Location labeling records:
════════════════

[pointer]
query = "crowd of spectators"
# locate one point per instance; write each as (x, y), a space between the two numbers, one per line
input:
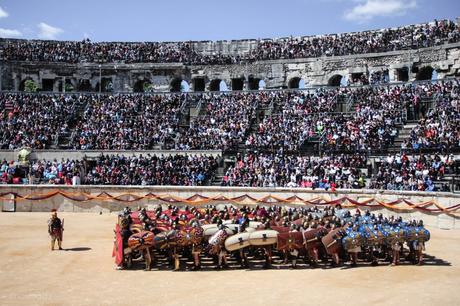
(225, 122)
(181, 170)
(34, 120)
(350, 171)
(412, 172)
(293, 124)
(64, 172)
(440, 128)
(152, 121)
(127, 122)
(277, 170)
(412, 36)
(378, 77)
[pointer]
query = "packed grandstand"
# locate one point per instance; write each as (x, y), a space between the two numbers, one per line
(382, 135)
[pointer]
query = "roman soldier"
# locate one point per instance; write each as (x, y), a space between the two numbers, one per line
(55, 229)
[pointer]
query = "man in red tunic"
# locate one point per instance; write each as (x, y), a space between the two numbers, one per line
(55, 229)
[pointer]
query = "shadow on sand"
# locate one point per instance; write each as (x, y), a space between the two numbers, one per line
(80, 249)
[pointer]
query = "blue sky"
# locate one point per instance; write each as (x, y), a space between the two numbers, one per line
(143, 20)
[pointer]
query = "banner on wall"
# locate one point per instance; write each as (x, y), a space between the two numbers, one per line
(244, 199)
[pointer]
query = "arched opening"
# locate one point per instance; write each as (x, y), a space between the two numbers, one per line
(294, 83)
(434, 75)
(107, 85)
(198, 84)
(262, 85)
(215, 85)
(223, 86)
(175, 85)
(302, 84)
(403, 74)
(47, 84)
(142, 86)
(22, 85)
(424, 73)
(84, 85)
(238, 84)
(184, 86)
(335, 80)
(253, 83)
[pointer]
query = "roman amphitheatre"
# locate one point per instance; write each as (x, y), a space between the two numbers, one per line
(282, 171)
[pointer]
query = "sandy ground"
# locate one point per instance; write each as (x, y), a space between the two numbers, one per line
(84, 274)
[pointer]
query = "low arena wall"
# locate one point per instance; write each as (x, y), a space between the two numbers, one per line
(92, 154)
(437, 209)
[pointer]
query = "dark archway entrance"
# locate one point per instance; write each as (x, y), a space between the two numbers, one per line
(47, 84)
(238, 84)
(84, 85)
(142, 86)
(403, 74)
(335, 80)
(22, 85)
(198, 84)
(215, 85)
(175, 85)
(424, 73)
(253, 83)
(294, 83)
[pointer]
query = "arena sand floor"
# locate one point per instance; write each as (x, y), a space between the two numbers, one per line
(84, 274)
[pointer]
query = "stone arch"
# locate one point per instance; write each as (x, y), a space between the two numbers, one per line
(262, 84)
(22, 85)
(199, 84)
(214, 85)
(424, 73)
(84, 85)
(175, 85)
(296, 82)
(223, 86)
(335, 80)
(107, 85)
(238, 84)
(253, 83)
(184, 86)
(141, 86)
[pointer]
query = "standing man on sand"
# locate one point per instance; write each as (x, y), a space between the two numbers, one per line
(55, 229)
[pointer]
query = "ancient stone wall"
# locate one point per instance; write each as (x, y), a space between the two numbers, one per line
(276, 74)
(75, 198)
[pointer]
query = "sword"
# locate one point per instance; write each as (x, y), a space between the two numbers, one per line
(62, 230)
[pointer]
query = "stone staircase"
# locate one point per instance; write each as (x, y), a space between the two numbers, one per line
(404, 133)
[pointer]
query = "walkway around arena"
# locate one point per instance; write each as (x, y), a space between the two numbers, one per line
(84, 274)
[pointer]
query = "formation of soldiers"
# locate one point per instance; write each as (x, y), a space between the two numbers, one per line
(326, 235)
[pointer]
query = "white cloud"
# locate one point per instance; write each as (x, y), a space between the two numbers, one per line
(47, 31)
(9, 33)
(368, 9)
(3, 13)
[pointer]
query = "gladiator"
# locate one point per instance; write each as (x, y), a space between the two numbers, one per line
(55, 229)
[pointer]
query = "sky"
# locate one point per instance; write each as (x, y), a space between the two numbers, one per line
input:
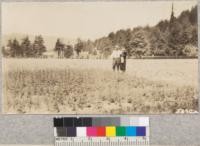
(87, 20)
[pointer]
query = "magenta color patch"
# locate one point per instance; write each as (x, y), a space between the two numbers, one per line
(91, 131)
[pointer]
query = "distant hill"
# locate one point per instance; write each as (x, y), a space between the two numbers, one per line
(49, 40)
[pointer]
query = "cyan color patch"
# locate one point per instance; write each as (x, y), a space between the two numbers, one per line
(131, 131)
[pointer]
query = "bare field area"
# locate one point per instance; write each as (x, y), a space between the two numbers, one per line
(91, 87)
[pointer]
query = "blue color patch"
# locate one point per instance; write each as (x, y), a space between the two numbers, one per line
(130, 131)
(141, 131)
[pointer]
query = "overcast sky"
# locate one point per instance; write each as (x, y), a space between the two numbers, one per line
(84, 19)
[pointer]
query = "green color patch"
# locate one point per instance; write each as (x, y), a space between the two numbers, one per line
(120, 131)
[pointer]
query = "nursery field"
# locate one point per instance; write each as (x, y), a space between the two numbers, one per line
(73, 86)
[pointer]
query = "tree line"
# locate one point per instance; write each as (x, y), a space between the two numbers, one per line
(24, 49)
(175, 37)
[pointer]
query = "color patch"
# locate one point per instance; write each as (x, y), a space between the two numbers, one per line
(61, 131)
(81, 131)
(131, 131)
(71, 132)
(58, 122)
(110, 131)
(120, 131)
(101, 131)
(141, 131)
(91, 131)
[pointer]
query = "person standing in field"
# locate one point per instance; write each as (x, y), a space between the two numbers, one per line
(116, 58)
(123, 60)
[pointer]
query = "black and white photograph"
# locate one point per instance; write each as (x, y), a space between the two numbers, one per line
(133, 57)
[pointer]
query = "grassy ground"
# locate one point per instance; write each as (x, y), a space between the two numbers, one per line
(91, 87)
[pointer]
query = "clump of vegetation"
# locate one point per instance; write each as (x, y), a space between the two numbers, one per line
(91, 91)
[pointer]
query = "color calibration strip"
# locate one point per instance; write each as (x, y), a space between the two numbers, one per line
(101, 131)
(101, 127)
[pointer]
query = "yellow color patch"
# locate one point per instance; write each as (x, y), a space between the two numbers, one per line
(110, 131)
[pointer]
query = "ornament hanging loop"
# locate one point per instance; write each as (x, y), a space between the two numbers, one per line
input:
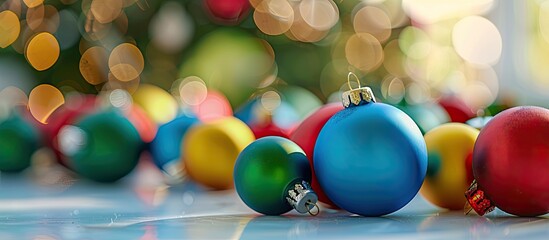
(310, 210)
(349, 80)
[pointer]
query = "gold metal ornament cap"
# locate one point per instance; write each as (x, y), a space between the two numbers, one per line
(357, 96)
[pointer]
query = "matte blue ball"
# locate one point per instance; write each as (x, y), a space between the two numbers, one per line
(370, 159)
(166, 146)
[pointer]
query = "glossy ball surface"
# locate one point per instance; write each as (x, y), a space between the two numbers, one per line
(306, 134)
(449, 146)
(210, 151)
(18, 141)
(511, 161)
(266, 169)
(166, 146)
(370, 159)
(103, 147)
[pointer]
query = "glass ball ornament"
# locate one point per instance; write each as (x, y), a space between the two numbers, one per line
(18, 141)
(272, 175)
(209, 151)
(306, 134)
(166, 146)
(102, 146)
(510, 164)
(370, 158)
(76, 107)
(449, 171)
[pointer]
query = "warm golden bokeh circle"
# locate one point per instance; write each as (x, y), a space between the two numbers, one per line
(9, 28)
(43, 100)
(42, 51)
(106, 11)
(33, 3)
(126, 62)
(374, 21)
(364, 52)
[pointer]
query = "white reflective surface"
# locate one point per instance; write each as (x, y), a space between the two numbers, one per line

════════════════

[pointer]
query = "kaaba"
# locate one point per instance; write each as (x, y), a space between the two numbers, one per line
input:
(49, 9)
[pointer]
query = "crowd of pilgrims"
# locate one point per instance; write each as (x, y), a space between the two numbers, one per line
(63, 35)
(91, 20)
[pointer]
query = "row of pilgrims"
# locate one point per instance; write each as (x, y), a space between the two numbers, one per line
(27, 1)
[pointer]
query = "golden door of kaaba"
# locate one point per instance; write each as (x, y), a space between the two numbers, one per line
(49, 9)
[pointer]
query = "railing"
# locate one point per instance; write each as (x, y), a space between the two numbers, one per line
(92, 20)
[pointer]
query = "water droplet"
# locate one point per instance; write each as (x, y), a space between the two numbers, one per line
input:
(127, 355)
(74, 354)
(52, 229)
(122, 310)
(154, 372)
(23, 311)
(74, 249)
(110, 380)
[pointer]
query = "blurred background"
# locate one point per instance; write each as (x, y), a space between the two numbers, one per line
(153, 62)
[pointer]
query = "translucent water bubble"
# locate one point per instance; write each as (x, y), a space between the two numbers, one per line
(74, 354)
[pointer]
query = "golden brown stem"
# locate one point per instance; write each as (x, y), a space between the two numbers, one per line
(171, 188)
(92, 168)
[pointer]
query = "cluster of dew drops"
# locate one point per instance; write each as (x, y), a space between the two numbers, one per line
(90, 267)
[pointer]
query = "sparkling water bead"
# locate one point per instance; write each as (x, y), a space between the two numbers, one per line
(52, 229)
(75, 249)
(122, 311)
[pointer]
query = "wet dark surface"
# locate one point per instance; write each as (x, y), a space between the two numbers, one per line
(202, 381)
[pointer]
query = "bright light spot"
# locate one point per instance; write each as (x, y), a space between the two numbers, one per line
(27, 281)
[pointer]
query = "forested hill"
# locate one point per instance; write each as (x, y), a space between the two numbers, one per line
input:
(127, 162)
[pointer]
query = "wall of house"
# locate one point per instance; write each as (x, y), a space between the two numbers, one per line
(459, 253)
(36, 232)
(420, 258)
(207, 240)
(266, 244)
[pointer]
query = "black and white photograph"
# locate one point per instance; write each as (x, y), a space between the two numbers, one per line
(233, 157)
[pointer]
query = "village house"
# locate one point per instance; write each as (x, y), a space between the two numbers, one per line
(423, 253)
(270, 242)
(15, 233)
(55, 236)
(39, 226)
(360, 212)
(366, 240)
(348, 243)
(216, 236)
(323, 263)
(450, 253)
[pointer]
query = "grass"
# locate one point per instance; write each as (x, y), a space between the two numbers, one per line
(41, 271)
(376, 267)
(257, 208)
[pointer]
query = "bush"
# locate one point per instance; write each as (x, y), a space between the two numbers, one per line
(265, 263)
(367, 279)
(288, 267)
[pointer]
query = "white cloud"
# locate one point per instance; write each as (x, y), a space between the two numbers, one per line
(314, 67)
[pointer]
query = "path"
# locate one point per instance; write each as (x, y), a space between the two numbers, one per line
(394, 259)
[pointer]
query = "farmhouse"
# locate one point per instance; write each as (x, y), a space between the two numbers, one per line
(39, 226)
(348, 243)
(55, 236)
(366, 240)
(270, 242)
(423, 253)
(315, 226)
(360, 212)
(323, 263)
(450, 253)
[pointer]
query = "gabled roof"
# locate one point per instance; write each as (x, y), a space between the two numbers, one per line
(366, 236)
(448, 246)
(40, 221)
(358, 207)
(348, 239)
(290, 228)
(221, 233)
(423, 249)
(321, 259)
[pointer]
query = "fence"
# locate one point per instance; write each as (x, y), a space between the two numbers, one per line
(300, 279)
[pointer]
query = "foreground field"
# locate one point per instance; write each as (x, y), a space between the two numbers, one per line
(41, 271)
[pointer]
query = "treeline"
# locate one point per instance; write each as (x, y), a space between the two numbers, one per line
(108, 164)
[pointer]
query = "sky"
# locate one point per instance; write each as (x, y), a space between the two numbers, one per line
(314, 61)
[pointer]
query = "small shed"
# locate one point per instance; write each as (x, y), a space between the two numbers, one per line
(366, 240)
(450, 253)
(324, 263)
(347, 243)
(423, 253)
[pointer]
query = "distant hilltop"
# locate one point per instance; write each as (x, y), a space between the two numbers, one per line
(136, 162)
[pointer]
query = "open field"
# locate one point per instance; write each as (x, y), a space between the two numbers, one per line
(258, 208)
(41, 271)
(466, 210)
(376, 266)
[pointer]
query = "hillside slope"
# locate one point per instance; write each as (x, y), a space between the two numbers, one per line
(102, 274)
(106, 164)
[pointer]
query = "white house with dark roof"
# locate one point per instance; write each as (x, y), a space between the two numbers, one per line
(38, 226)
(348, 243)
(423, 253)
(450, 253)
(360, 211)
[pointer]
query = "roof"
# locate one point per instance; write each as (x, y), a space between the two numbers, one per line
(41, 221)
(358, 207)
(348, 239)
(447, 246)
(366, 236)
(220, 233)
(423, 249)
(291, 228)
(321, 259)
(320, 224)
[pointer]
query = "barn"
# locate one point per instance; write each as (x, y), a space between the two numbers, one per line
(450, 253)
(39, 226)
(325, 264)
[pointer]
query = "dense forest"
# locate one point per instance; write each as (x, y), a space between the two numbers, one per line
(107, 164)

════════════════

Which lines in the listing above contain the word "pilgrims" (case counts)? Select each of those lines and copy it out.

query = "crowd of pilgrims"
query = "row of pilgrims"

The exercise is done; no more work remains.